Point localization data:
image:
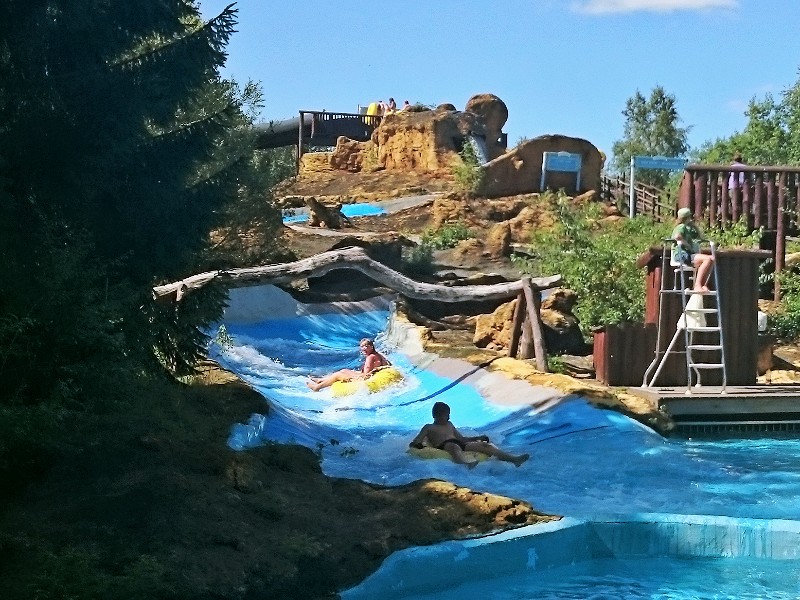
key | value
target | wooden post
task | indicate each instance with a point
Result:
(780, 236)
(534, 304)
(300, 141)
(516, 325)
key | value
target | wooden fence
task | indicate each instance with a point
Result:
(763, 196)
(323, 128)
(650, 200)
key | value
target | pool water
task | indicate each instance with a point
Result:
(584, 461)
(645, 578)
(348, 210)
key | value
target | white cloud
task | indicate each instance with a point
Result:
(599, 7)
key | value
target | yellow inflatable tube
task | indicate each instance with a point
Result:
(430, 452)
(374, 383)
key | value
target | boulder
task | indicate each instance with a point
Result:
(562, 333)
(519, 171)
(315, 162)
(320, 215)
(527, 221)
(451, 208)
(494, 113)
(423, 142)
(348, 155)
(493, 331)
(498, 242)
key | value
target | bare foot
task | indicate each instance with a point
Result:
(520, 459)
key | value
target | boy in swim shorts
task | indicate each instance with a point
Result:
(373, 361)
(443, 435)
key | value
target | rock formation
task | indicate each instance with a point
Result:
(562, 332)
(494, 113)
(429, 142)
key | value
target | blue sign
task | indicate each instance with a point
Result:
(668, 163)
(562, 161)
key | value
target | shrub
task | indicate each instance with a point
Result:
(596, 260)
(446, 236)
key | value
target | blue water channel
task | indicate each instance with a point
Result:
(348, 210)
(585, 461)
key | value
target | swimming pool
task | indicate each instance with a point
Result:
(586, 463)
(300, 215)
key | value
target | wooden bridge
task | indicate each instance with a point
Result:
(316, 127)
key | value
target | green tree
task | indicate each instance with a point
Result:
(651, 129)
(770, 137)
(121, 148)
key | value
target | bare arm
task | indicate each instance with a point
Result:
(417, 441)
(472, 438)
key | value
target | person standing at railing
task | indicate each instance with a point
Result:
(687, 249)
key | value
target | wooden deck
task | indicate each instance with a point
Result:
(739, 409)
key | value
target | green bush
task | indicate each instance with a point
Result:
(596, 260)
(786, 324)
(419, 260)
(468, 173)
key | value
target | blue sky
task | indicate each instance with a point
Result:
(561, 66)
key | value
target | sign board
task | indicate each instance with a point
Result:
(561, 161)
(668, 163)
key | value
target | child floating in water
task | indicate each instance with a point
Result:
(687, 250)
(373, 361)
(443, 435)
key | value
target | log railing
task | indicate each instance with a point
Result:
(761, 196)
(527, 338)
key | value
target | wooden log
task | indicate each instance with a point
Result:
(526, 349)
(516, 325)
(533, 300)
(356, 259)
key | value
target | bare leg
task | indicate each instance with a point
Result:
(316, 384)
(492, 450)
(458, 455)
(703, 262)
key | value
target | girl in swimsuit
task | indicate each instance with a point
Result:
(443, 435)
(373, 361)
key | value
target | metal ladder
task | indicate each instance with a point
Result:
(691, 321)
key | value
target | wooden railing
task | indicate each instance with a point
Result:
(325, 127)
(762, 196)
(649, 199)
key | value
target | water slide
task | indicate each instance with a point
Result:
(319, 128)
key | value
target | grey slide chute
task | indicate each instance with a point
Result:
(319, 128)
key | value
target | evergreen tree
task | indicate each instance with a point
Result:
(651, 129)
(120, 149)
(771, 136)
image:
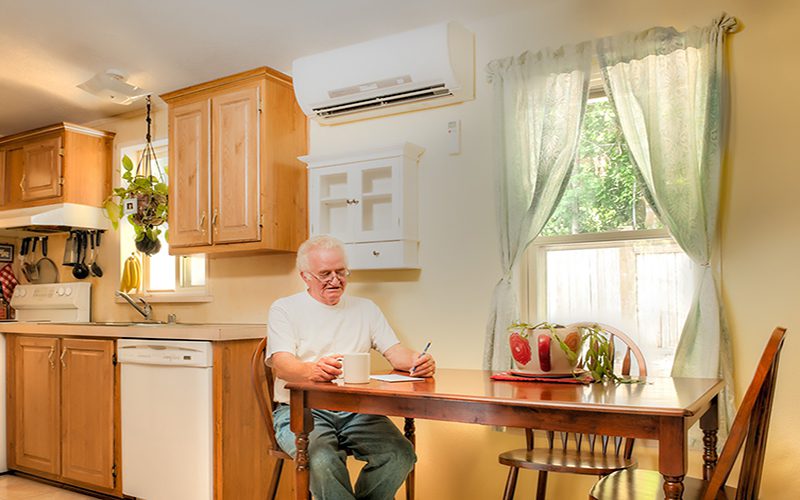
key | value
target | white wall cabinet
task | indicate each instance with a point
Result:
(368, 199)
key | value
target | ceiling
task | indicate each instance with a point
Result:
(47, 47)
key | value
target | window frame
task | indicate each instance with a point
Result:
(180, 293)
(532, 271)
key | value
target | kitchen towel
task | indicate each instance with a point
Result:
(8, 281)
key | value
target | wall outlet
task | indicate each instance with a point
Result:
(454, 137)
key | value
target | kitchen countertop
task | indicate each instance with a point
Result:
(215, 332)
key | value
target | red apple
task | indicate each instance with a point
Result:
(544, 351)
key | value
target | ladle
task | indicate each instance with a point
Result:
(95, 267)
(80, 270)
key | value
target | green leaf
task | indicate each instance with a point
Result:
(127, 163)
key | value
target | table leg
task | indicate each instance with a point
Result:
(409, 429)
(301, 423)
(672, 456)
(709, 422)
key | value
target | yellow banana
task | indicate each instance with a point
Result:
(136, 275)
(124, 282)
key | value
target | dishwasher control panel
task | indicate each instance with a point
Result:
(165, 352)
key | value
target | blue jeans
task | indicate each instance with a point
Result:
(371, 438)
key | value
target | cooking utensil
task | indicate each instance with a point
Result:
(80, 270)
(47, 269)
(71, 250)
(95, 268)
(23, 255)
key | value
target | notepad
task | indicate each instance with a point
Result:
(393, 377)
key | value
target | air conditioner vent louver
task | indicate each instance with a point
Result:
(418, 69)
(422, 94)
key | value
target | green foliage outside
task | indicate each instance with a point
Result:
(604, 193)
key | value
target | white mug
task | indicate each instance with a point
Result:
(356, 368)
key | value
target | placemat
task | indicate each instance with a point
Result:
(586, 378)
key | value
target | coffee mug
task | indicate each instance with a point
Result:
(356, 367)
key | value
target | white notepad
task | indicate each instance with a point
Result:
(393, 377)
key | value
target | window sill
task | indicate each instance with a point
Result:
(169, 298)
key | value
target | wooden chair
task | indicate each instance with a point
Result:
(749, 428)
(262, 379)
(576, 453)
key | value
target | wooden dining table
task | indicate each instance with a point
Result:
(661, 409)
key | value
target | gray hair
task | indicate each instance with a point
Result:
(319, 242)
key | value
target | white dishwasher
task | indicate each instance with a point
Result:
(167, 419)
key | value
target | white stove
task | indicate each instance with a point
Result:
(57, 302)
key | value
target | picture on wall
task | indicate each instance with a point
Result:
(6, 252)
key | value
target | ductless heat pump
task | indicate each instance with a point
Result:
(422, 68)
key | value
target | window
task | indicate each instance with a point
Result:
(163, 275)
(604, 256)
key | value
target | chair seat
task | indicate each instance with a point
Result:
(639, 484)
(558, 460)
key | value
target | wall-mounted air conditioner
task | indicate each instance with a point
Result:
(422, 68)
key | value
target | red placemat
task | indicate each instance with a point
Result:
(509, 377)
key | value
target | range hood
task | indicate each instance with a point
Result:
(55, 218)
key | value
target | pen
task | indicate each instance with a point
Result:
(424, 351)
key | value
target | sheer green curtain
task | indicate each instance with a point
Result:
(539, 99)
(670, 92)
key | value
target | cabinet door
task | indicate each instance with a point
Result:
(35, 400)
(331, 198)
(377, 207)
(189, 176)
(87, 411)
(235, 166)
(3, 178)
(41, 170)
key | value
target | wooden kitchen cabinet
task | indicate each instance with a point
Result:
(63, 410)
(236, 185)
(62, 163)
(34, 397)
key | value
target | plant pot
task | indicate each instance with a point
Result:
(537, 353)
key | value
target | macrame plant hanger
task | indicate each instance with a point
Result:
(144, 167)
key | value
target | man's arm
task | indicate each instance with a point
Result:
(403, 358)
(288, 367)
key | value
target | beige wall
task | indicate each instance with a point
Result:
(447, 301)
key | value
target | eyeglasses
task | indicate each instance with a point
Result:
(328, 276)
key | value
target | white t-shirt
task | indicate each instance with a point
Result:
(301, 325)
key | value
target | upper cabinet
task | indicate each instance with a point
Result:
(369, 201)
(236, 185)
(62, 163)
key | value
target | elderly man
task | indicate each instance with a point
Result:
(308, 333)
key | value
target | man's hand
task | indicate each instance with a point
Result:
(326, 368)
(424, 366)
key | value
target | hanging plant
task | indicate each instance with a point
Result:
(143, 200)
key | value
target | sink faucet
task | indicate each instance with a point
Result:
(145, 309)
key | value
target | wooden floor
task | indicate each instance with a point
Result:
(17, 488)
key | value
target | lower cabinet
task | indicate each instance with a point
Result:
(63, 413)
(62, 406)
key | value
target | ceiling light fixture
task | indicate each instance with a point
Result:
(112, 86)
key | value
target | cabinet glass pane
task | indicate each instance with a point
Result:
(377, 213)
(333, 218)
(333, 186)
(377, 180)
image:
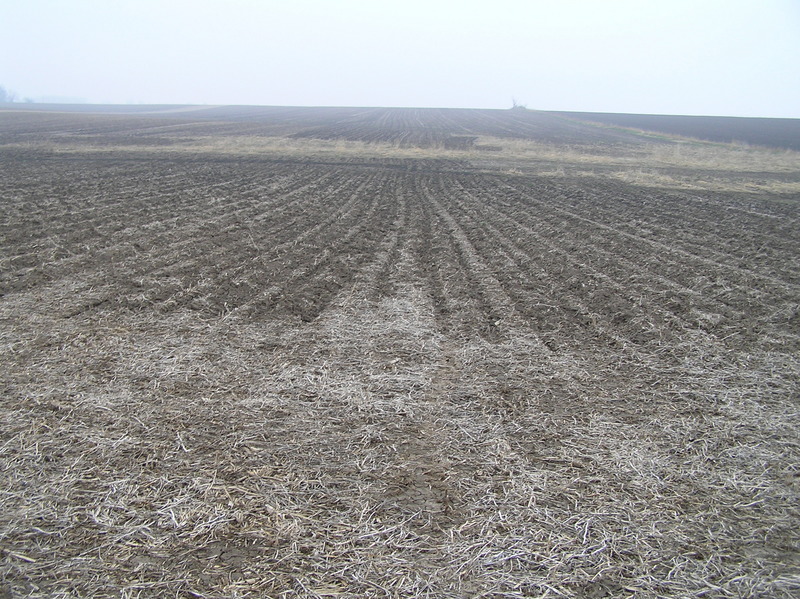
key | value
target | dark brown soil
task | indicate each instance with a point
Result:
(248, 375)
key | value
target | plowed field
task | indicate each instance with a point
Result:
(302, 365)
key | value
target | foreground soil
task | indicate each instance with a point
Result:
(374, 372)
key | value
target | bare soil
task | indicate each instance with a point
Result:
(394, 369)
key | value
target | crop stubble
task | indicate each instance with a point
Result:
(392, 377)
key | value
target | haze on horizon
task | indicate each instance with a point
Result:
(715, 57)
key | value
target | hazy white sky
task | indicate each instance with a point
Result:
(716, 57)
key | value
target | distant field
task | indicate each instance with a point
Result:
(775, 133)
(355, 352)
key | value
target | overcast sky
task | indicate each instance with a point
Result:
(714, 57)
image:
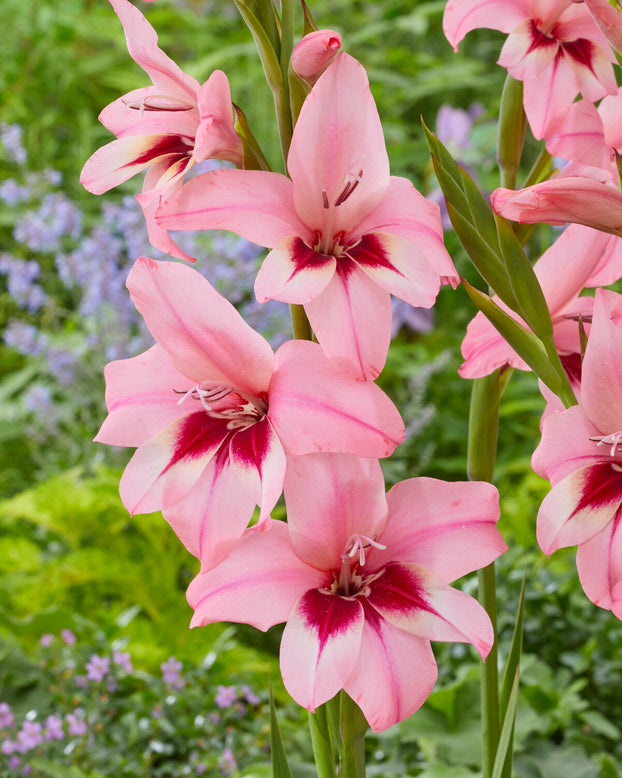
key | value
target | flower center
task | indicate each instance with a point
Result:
(240, 409)
(613, 439)
(327, 244)
(159, 103)
(350, 580)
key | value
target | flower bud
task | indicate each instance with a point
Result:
(314, 54)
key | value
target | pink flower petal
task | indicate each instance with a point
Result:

What the task asks: From the records above, return each line that includes "wall".

Finished exercise:
target | white wall cabinet
target | wall outlet
target | picture on wall
target | wall-mounted air conditioner
target | beige wall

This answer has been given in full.